Explore the material:
1. In the West Nile Virus article, what share of people have built up any immunity to the disease, according to the studies cited?
2. Please explain, using the West Nile Virus article, why the health department says the region is at increased risk for human West Nile Virus cases.

Study text:
-*-
PRINCETON — The Bureau/Putnam County Health Department has issued a health warning that the local region is at an increase risk for West Nile Virus activity after a horse in eastern Bureau County was diagnosed this week with the disease.
On Friday, health department administrator Diana Rawlings confirmed the diagnosis and said the horse had to be put down. The diagnoses of the animal has placed the entire area at an increase risk for human cases, she said.
Residents are urged to use insect repellent, even if they do not see mosquitoes, Rawlings said.
Other precautions include reducing exposure to mosquitoes by avoid being outdoors when mosquitoes are most active, especially between dusk and dawn; repelling mosquitoes by wearing shoes, socks, long pants and long-sleeved shirts when outdoors, in addition to insect repellent; and reporting areas of stagnant water to local health or municipal officials.
One misconception that she would like to clear up is the idea that West Nile Virus has been around the area long enough that people have built up an immunity to the disease. That is absolutely not true, she said.
In fact, studies show that only 5 to 7 percent of people have built up any immunity to the disease, which means 93 to 95 percent of people have not, Rawlings said.
Also, people should realize that more and more people are entering into the high risk level, of age 50 years and older, for West Nile Virus as the population ages, Rawlings said, adding with the hot weather the region has been experiencing and with the increased mosquito activity, there is a definite possibility to see human WNV cases.
As detailed by the Illinois Department of Public Health, symptoms of West Nile Virus include fever, nausea, headache and muscle aches. Symptoms may last from a few days to a few weeks. However, four out of five people infected with West Nile virus will not show any symptoms. In rare cases, severe illness including meningitis or encephalitis, or even death, can occur.
-*-
Raw data:
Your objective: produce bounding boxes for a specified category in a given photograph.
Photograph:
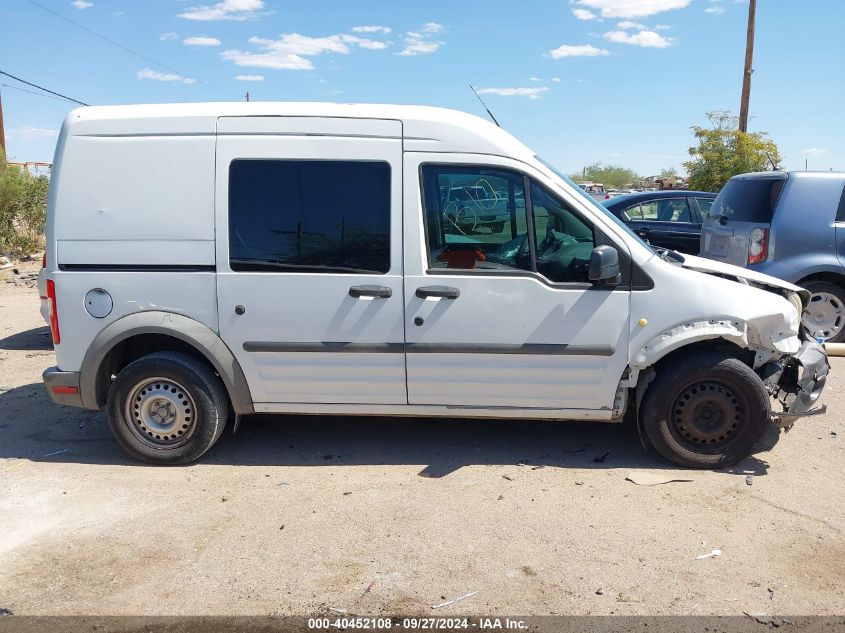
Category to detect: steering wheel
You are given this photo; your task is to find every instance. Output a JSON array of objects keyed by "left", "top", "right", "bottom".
-*-
Solutions:
1. Only 5 to 7 percent of people.

2. A horse in eastern Bureau County was diagnosed with West Nile Virus this week, and Rawlings said that diagnosis placed the entire area at increased risk for human cases. She added that the recent hot weather and increased mosquito activity make human cases a definite possibility.